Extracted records
[Start of Attachment]

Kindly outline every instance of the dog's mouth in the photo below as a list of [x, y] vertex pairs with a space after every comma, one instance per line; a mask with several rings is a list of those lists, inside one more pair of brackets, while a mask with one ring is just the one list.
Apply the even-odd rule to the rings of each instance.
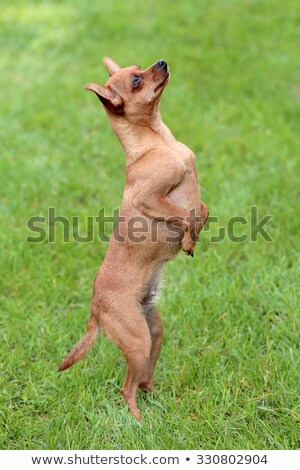
[[170, 76], [170, 72], [167, 71], [166, 76], [165, 76], [165, 78], [164, 78], [163, 81], [162, 81], [162, 85], [164, 85], [164, 84], [166, 83], [166, 81], [169, 80], [169, 76]]
[[162, 82], [160, 82], [160, 84], [155, 88], [154, 91], [157, 91], [159, 90], [159, 88], [162, 88], [169, 80], [169, 77], [170, 77], [170, 72], [167, 71], [166, 75], [164, 76], [164, 79], [162, 80]]

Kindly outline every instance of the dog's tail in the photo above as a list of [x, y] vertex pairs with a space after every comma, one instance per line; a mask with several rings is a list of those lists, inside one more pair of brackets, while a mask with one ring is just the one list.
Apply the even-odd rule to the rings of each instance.
[[94, 315], [91, 315], [85, 335], [64, 358], [62, 363], [59, 365], [58, 372], [68, 369], [75, 364], [75, 362], [82, 359], [91, 349], [93, 342], [98, 336], [98, 332], [99, 323]]

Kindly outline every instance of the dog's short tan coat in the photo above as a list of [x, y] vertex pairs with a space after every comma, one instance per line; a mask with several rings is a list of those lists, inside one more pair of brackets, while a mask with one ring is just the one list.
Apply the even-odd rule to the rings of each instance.
[[[103, 103], [124, 148], [126, 184], [119, 222], [94, 281], [87, 331], [59, 370], [81, 359], [101, 328], [125, 356], [122, 395], [140, 420], [136, 393], [138, 387], [153, 388], [163, 338], [155, 306], [160, 272], [181, 249], [193, 255], [208, 209], [200, 199], [194, 153], [173, 137], [160, 117], [159, 101], [169, 80], [166, 62], [146, 70], [121, 69], [110, 58], [104, 63], [110, 74], [107, 83], [89, 83], [86, 89]], [[133, 234], [134, 227], [138, 234]]]

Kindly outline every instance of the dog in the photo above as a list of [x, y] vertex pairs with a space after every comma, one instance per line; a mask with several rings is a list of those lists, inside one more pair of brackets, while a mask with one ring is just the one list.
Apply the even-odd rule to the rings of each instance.
[[86, 333], [58, 370], [82, 359], [101, 330], [125, 356], [121, 393], [141, 421], [137, 390], [153, 389], [163, 339], [156, 308], [161, 271], [180, 250], [193, 256], [208, 208], [201, 201], [194, 153], [161, 120], [159, 102], [170, 78], [167, 63], [159, 60], [142, 70], [121, 68], [108, 57], [103, 61], [108, 81], [85, 88], [102, 102], [124, 148], [126, 183], [118, 222], [94, 281]]

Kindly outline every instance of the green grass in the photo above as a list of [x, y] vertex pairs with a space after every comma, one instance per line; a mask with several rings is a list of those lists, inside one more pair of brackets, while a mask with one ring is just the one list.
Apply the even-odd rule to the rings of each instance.
[[[0, 18], [2, 449], [299, 448], [300, 68], [297, 0], [2, 2]], [[197, 154], [223, 226], [250, 206], [273, 241], [211, 243], [165, 270], [165, 339], [144, 424], [103, 336], [57, 374], [84, 332], [107, 245], [27, 243], [33, 215], [118, 207], [124, 156], [83, 90], [101, 58], [172, 79], [161, 111]], [[240, 228], [243, 228], [240, 226]], [[249, 232], [249, 227], [244, 227]]]

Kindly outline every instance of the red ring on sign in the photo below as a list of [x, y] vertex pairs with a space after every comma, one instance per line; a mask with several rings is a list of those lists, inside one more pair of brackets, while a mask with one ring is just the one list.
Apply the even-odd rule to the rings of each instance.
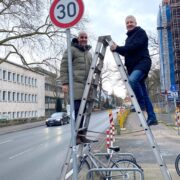
[[54, 16], [54, 9], [59, 1], [61, 1], [61, 0], [54, 0], [54, 2], [51, 5], [51, 8], [50, 8], [50, 18], [51, 18], [51, 21], [53, 22], [53, 24], [55, 24], [56, 26], [61, 27], [61, 28], [69, 28], [69, 27], [72, 27], [75, 24], [77, 24], [78, 21], [80, 21], [81, 17], [83, 16], [83, 13], [84, 13], [84, 4], [83, 4], [82, 0], [76, 0], [79, 5], [79, 14], [76, 17], [76, 19], [74, 19], [70, 23], [60, 23], [59, 21], [56, 20], [56, 18]]

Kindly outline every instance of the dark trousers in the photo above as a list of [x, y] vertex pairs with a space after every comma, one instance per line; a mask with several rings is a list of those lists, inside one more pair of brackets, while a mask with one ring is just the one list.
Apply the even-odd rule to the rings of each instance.
[[[78, 116], [80, 105], [81, 105], [81, 100], [75, 100], [74, 101], [75, 122], [76, 122], [76, 119], [77, 119], [77, 116]], [[83, 127], [83, 120], [84, 120], [84, 118], [82, 117], [79, 128]]]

[End of Attachment]

-- What is required --
The expected answer is every line above in which the word "below" appears.

-- Your solution --
Kindly outline every instance of the dog's mouth in the photo below as a list of [x, y] vertex pairs with a space after every comma, one instance per line; a mask with several rings is a list of those lists, inside one more pair of brackets, while a mask with one ring is just the one list.
Kindly outline every instance of the red ring on sign in the photo below as a list of [x, y] vertex pairs with a space after every comma, one instance per line; a mask with several rings is a list of those lists, inside one more pair of brackets, while a mask with one ring is just the one list.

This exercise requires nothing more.